▸ **YOUR GOAL**: Rewrite the items from the start up to and including the line with "(1166, 339)", putting "grassy slope" in place of "grassy bank" and changing nothing else. Leave the pictures out of the answer.

▸ **TASK MATERIAL**:
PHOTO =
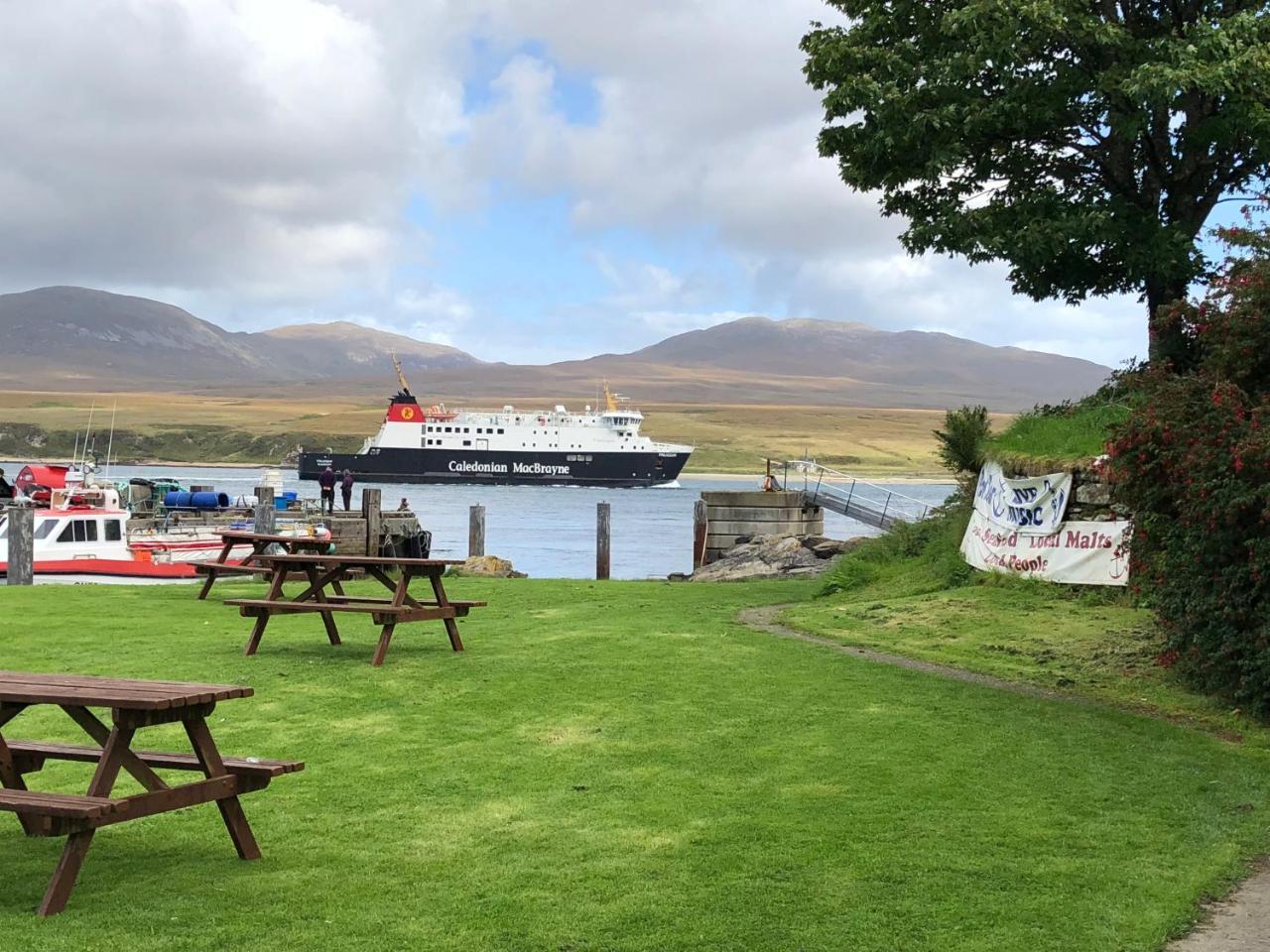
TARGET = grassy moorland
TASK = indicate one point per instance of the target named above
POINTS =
(621, 766)
(248, 429)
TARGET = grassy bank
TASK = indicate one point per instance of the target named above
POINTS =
(624, 767)
(217, 429)
(912, 594)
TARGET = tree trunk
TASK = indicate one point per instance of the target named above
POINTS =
(1166, 339)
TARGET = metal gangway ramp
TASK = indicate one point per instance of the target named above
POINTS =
(851, 497)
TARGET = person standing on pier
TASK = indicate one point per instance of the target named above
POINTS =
(326, 480)
(345, 489)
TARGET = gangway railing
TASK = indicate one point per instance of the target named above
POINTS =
(851, 497)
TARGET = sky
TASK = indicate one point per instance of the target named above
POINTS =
(526, 180)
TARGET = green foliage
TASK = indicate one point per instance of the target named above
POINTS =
(624, 767)
(1069, 433)
(962, 439)
(1082, 145)
(1193, 463)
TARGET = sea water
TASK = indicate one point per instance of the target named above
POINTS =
(545, 531)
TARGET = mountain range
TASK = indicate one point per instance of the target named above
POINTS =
(66, 338)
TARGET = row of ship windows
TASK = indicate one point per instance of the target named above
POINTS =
(73, 531)
(524, 445)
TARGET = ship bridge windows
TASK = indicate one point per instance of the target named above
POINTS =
(79, 531)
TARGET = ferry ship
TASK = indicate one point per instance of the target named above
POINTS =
(507, 447)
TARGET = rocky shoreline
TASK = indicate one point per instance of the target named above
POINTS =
(772, 557)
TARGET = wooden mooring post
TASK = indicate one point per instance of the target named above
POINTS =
(475, 531)
(373, 515)
(22, 546)
(699, 529)
(602, 540)
(266, 515)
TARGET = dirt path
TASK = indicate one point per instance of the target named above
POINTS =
(763, 619)
(1238, 923)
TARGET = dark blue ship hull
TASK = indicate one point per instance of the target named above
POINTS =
(388, 465)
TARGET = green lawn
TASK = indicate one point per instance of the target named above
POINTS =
(621, 766)
(1072, 642)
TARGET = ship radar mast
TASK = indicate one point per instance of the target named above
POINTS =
(397, 366)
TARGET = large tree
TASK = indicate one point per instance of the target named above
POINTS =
(1084, 143)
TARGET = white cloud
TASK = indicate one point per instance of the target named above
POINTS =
(254, 160)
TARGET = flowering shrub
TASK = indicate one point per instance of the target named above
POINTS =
(1193, 465)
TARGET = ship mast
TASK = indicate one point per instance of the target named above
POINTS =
(397, 366)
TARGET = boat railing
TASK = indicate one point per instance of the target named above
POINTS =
(852, 497)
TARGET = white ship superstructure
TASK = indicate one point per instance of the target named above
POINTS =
(435, 444)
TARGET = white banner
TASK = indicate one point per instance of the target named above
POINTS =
(1078, 553)
(1032, 507)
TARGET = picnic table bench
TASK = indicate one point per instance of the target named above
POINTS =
(322, 572)
(259, 540)
(134, 705)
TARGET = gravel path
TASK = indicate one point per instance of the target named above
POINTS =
(1238, 923)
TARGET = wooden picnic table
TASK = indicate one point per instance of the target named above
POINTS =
(259, 540)
(324, 571)
(134, 705)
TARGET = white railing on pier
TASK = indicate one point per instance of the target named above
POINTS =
(851, 497)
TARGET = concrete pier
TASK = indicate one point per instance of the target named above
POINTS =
(730, 516)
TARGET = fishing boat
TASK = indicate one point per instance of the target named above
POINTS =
(416, 443)
(81, 532)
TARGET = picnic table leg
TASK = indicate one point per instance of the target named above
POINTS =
(77, 843)
(99, 733)
(382, 648)
(280, 574)
(451, 625)
(10, 778)
(231, 810)
(318, 595)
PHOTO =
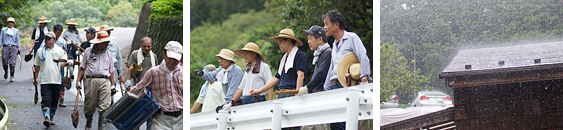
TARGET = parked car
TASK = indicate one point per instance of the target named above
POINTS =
(432, 98)
(393, 102)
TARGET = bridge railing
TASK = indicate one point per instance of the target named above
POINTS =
(341, 105)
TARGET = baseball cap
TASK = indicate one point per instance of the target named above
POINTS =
(90, 30)
(315, 29)
(50, 34)
(174, 50)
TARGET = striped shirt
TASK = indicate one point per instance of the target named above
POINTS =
(165, 86)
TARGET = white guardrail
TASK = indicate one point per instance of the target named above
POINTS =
(341, 105)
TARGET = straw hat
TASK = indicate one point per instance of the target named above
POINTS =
(174, 50)
(10, 19)
(226, 54)
(286, 33)
(72, 22)
(136, 69)
(102, 37)
(349, 64)
(43, 19)
(105, 28)
(210, 67)
(252, 47)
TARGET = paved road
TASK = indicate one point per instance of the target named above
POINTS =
(24, 115)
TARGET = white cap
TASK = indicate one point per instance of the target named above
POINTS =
(174, 50)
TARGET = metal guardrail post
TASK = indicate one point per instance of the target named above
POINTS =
(222, 125)
(353, 108)
(276, 115)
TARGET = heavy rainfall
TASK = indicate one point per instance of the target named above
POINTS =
(427, 44)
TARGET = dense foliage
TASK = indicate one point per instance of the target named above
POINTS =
(19, 9)
(217, 11)
(88, 13)
(431, 31)
(396, 76)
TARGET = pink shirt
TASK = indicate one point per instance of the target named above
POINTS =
(97, 64)
(166, 87)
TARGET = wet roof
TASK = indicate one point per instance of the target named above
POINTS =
(515, 56)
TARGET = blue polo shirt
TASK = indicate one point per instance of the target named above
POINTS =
(289, 80)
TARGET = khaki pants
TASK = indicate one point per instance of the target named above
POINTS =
(97, 94)
(165, 122)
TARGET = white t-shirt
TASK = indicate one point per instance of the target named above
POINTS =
(255, 81)
(49, 72)
(214, 97)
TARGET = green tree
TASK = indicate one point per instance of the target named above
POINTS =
(123, 14)
(397, 77)
(430, 32)
(216, 11)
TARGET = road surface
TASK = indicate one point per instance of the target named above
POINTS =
(25, 115)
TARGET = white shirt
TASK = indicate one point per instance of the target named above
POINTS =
(214, 97)
(255, 81)
(49, 71)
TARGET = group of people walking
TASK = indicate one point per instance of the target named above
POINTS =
(257, 80)
(99, 70)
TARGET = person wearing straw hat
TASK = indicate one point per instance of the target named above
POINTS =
(143, 57)
(257, 75)
(116, 56)
(72, 34)
(90, 34)
(49, 70)
(38, 35)
(96, 69)
(211, 94)
(59, 42)
(292, 68)
(166, 86)
(318, 43)
(345, 42)
(10, 42)
(230, 75)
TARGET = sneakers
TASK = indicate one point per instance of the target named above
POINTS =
(61, 103)
(47, 123)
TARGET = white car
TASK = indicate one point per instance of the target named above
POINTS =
(432, 98)
(393, 102)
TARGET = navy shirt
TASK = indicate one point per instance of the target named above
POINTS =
(289, 80)
(85, 44)
(321, 69)
(40, 39)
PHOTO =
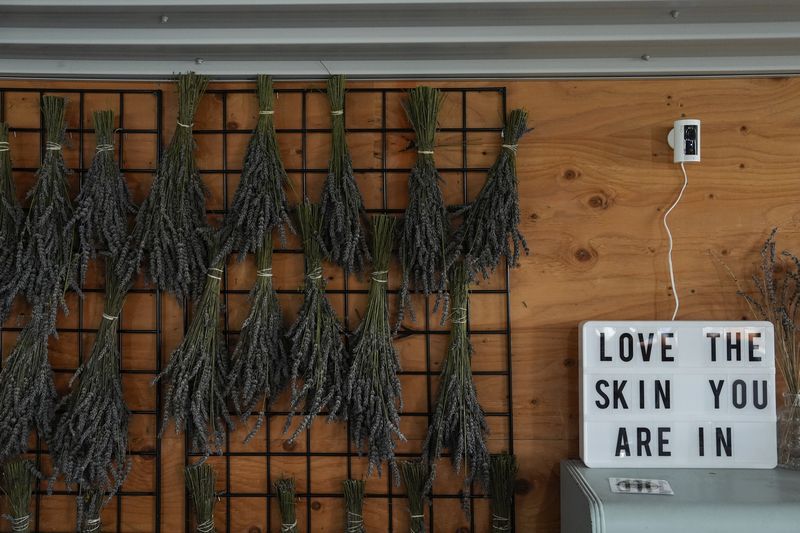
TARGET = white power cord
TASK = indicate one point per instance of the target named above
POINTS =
(669, 235)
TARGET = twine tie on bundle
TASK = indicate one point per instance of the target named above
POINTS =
(380, 276)
(21, 523)
(207, 526)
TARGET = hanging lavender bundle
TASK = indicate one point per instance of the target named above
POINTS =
(425, 224)
(373, 389)
(18, 476)
(502, 475)
(103, 205)
(27, 392)
(341, 202)
(259, 205)
(493, 218)
(354, 505)
(415, 475)
(260, 368)
(91, 435)
(316, 347)
(458, 422)
(11, 218)
(45, 259)
(201, 483)
(197, 371)
(286, 501)
(171, 227)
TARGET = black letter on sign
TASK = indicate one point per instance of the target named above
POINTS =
(752, 346)
(662, 442)
(603, 348)
(724, 441)
(713, 337)
(665, 347)
(716, 390)
(599, 388)
(623, 448)
(626, 339)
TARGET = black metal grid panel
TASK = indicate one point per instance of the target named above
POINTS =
(306, 495)
(77, 138)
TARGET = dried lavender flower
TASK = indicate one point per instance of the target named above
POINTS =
(316, 348)
(45, 259)
(18, 476)
(415, 475)
(91, 436)
(11, 219)
(103, 205)
(260, 362)
(458, 422)
(341, 203)
(171, 227)
(492, 220)
(201, 482)
(502, 474)
(259, 204)
(286, 501)
(354, 505)
(27, 392)
(197, 371)
(425, 224)
(374, 396)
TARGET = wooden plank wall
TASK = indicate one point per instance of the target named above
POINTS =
(595, 177)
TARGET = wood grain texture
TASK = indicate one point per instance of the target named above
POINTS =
(595, 177)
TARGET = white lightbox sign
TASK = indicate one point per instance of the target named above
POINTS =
(678, 394)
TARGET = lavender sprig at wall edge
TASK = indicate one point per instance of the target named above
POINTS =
(259, 204)
(197, 373)
(458, 422)
(316, 346)
(425, 224)
(103, 205)
(46, 263)
(374, 395)
(260, 363)
(492, 220)
(171, 228)
(11, 219)
(341, 202)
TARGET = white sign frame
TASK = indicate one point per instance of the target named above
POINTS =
(671, 382)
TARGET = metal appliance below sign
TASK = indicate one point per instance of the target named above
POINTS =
(678, 394)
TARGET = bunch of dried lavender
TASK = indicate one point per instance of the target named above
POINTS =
(502, 475)
(103, 205)
(354, 505)
(45, 259)
(91, 436)
(171, 227)
(27, 392)
(11, 218)
(458, 422)
(415, 474)
(425, 225)
(286, 501)
(260, 368)
(316, 348)
(197, 371)
(90, 503)
(259, 205)
(373, 389)
(493, 218)
(341, 202)
(201, 483)
(18, 476)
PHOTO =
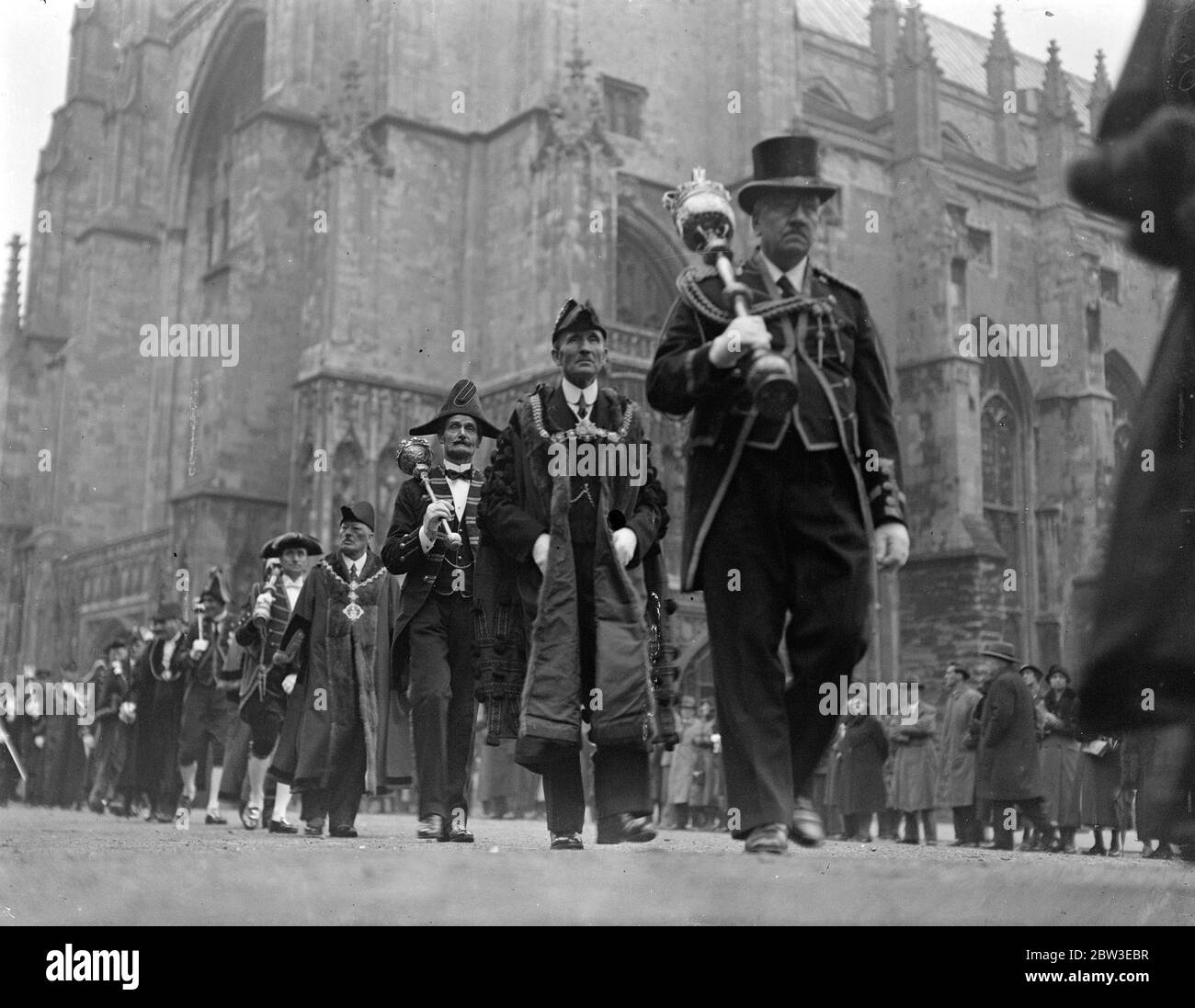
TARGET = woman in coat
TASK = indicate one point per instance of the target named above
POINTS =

▸ **REPLY TO THE EXERCISE**:
PHOTO =
TARGET = grassy moorland
TASK = indicate one point per instance of the target named above
POINTS =
(621, 766)
(248, 429)
TARGET = grassy slope
TASK = indicate one point per instance of the target named above
POINTS =
(624, 767)
(217, 429)
(912, 594)
TARGET = tree trunk
TASK = indicate one point per instance of the target named above
POINTS =
(1166, 339)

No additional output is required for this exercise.